- **Your goal**: Set down, character for character, everything in the records below from the line holding "pixel 287 66" down to the line holding "pixel 280 157", and no other line.
[[ Records to process open ]]
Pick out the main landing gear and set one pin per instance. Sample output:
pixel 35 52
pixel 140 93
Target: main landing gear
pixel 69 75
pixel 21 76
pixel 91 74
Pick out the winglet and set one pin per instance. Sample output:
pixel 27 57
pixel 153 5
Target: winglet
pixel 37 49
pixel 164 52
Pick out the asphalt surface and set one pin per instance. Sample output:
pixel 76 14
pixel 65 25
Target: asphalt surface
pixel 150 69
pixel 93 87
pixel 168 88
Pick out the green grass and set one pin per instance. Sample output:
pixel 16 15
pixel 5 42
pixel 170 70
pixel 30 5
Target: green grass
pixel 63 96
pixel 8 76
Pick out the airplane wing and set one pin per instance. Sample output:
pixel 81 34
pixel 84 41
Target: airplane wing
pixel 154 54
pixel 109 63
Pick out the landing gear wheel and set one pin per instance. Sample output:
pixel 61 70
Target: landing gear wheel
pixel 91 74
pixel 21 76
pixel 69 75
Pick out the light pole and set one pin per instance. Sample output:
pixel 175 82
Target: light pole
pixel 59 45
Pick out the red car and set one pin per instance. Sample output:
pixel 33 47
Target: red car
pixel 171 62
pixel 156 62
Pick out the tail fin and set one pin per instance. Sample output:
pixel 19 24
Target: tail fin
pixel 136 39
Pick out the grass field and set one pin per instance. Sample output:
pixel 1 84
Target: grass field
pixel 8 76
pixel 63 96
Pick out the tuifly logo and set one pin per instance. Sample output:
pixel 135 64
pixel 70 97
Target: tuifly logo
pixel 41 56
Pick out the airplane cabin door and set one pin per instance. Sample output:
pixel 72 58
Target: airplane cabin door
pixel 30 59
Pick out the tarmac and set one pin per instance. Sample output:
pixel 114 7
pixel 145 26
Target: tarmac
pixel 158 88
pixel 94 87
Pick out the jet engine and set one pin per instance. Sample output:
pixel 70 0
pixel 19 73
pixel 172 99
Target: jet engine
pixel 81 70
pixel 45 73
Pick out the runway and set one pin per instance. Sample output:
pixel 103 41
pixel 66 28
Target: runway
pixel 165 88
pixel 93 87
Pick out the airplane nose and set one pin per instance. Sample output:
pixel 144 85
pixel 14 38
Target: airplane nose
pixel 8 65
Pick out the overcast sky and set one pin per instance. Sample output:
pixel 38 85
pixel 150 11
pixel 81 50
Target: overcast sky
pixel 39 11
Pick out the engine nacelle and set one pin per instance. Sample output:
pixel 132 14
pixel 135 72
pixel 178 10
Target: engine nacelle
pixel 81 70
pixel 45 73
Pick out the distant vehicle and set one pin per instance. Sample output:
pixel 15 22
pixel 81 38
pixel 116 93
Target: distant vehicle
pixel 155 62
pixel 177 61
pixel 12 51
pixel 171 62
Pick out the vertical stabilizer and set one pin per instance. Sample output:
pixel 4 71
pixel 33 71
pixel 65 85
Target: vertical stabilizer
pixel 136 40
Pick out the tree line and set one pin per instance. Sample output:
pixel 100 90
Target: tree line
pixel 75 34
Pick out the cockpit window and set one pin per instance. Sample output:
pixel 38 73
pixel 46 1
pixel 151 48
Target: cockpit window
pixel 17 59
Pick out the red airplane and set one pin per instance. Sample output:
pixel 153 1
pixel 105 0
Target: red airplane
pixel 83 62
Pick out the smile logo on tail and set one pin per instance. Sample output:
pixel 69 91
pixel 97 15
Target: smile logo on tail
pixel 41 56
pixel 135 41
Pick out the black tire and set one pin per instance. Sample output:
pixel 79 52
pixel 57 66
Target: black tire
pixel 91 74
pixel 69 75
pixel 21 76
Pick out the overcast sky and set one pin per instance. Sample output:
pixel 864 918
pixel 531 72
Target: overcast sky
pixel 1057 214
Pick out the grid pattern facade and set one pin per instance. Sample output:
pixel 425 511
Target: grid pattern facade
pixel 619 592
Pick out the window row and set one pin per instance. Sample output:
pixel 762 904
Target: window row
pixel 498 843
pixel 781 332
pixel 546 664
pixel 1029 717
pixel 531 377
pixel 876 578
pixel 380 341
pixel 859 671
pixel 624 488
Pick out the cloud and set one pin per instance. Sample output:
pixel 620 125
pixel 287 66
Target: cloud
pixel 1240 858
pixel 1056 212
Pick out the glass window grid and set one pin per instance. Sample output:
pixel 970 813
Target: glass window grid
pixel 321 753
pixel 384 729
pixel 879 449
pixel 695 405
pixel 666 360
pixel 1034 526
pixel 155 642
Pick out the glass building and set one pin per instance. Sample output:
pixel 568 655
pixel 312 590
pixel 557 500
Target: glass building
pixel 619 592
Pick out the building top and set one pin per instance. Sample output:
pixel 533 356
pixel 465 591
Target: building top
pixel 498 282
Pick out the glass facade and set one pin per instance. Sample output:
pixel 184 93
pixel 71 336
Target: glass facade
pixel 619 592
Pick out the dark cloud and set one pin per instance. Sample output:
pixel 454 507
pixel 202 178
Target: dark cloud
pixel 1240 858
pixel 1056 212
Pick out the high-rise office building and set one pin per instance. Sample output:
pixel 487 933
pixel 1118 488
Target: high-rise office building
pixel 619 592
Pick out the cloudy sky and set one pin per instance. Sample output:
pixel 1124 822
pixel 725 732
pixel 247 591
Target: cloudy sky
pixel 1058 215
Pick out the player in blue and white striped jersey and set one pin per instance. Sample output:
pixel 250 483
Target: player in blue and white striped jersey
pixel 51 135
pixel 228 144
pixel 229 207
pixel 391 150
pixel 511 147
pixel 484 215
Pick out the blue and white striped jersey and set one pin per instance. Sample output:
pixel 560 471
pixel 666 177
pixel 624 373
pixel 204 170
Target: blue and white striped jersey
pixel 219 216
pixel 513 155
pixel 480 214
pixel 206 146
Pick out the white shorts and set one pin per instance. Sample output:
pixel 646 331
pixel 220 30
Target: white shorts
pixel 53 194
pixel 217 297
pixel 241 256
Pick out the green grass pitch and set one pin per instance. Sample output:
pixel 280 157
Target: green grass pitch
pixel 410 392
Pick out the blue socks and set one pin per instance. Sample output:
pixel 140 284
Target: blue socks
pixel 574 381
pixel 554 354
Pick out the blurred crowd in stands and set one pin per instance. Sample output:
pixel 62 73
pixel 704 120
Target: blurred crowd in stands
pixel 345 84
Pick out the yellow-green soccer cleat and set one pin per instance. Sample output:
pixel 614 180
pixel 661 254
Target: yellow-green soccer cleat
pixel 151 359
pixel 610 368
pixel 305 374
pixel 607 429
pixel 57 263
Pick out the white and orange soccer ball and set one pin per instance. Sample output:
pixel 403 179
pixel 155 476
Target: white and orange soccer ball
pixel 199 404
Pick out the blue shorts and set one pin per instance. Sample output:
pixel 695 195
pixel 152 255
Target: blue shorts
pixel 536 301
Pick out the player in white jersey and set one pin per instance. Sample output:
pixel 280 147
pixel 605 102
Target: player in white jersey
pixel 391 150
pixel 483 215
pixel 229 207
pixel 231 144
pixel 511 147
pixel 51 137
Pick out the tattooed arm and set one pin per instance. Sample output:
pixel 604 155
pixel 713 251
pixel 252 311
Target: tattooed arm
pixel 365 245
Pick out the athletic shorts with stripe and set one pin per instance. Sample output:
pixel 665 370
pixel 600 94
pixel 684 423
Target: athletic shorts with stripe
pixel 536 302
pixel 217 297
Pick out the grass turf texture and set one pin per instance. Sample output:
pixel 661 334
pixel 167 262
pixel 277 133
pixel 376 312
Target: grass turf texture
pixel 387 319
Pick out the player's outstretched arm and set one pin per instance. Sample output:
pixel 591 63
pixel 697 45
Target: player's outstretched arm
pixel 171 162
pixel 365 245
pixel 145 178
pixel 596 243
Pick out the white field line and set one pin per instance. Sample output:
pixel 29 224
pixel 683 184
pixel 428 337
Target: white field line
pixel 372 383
[[ Records to process closed ]]
- **Exercise solution**:
pixel 287 66
Target: cloud
pixel 1240 858
pixel 1056 212
Pick out the glass window grid and set one pin per instance. Sample output:
pixel 970 813
Target: glass window grid
pixel 321 753
pixel 384 729
pixel 879 449
pixel 695 405
pixel 666 360
pixel 1034 526
pixel 155 642
Pick out the glass building and set one pin per instance. Sample output:
pixel 568 655
pixel 312 590
pixel 557 500
Target: glass building
pixel 619 592
Pick out the building top and set one pin per instance. Sample output:
pixel 533 356
pixel 465 591
Target: building top
pixel 498 282
Pick out the glass facade and set one pin per instance. Sample output:
pixel 184 93
pixel 71 336
Target: glass facade
pixel 619 592
Pick out the dark cloud and set one pin per instance. Sample output:
pixel 454 507
pixel 202 178
Target: dark cloud
pixel 1240 858
pixel 1056 212
Pick out the high-rise office building and set one pin per instance. Sample output:
pixel 487 933
pixel 1118 488
Target: high-rise office building
pixel 619 592
Pick out the cloudy sky and set one pin per instance. Sample output:
pixel 1124 822
pixel 725 732
pixel 247 591
Target: cloudy sky
pixel 1058 215
Pick out the player in blue and white striped jersey and set one pin per instance. Sample output:
pixel 250 483
Target: player in blue and white striped jersey
pixel 51 135
pixel 228 144
pixel 229 207
pixel 391 150
pixel 511 147
pixel 484 215
Pick out the blue and white striped jersey and set one pin per instance. Sample output:
pixel 560 471
pixel 666 177
pixel 624 373
pixel 204 170
Target: blue and white striped jersey
pixel 219 216
pixel 513 155
pixel 480 214
pixel 206 146
Pick out the white shorts and set one pin per instance. Sample output:
pixel 646 331
pixel 220 30
Target: white shorts
pixel 53 194
pixel 217 297
pixel 241 256
Pick out the green grass pitch and set one pin per instance. Sample output:
pixel 280 157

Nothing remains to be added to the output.